Records:
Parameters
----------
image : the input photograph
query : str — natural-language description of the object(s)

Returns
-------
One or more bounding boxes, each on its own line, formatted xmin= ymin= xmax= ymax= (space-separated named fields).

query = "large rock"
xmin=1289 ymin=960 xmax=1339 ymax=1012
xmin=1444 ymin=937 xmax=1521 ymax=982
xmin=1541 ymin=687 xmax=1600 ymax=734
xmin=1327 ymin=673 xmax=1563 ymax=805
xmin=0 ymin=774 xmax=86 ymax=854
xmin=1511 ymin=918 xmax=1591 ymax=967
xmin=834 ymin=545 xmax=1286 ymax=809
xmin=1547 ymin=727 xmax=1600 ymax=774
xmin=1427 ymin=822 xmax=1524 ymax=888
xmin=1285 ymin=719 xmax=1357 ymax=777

Task goal:
The answer must be the full listing, returned exactly as given.

The answer:
Parameters
----------
image : the input photograph
query : str — natural-language description of the object(s)

Returns
-------
One or more bounding boxes, each on its own line, formatted xmin= ymin= xmax= ymax= (space-separated named fields).

query = "large rock"
xmin=1289 ymin=960 xmax=1339 ymax=1012
xmin=1444 ymin=937 xmax=1521 ymax=982
xmin=1541 ymin=687 xmax=1600 ymax=734
xmin=1327 ymin=673 xmax=1563 ymax=805
xmin=0 ymin=774 xmax=86 ymax=854
xmin=1511 ymin=918 xmax=1591 ymax=967
xmin=834 ymin=545 xmax=1286 ymax=809
xmin=1547 ymin=727 xmax=1600 ymax=774
xmin=1427 ymin=822 xmax=1524 ymax=888
xmin=1285 ymin=719 xmax=1357 ymax=777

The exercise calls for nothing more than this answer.